入院患者の男性が射殺された佐賀県武雄市の篠田整形外科が事件後、待合室で外来の診察開始を待っていた高齢者らに全く状況を説明していなかったことが九日、分かった。早朝から玄関の出入りが自由な医療機関だったが、外部からの襲撃には防御態勢がないという弱点もあらわになった。
事件が発生した八日午前七時四十分ごろ、一階の待合室には十五人ほどがいた。そのうちの一人の女性(63)は「普段から待合室は高齢者の憩いの場所でもある。犯人と擦れ違っていたかと思うと、体の震えが止まらなかった」と話す。病院からは何の説明もないまま、女性は警察官の事情聴取を受けたという。
病院の篠田侃理事長は、外来患者を放置したことについて「捜査への対応に追われていた。不安な思いをさせて申し訳ない」と謝罪。二階の入院患者には、看護師が個別に説明に回ったとしている。

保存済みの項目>
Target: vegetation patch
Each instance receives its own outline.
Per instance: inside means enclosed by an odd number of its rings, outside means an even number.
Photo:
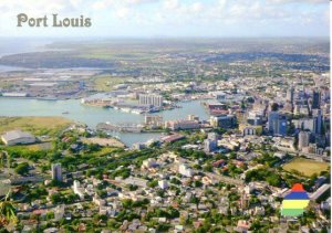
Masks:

課題の指示>
武雄市の病院で起きた射殺事件の記事を、最後の文の後から書き進めてもらえますか？ この資料は、武雄市の病院で起きた射殺事件の記事とは関係がありません。

出力結果>
病院は正面の扉を毎日午前六時半にオープン。通勤前に高齢者を病院に送り届ける家族が多く、病院にとっては「患者への配慮」でもあった。
病院には総勢約八十人の医師や看護師、理学療法士らが勤務するが、午前八時半に外来診療が始まるまでは当直の看護師二人がいるだけで、ほとんど無防備状態。今回の犯行は「一番弱い時間帯が狙われた」(篠田理事長)ことになる。
病院は八日夜から、玄関付近に警備員を常駐させ始めた。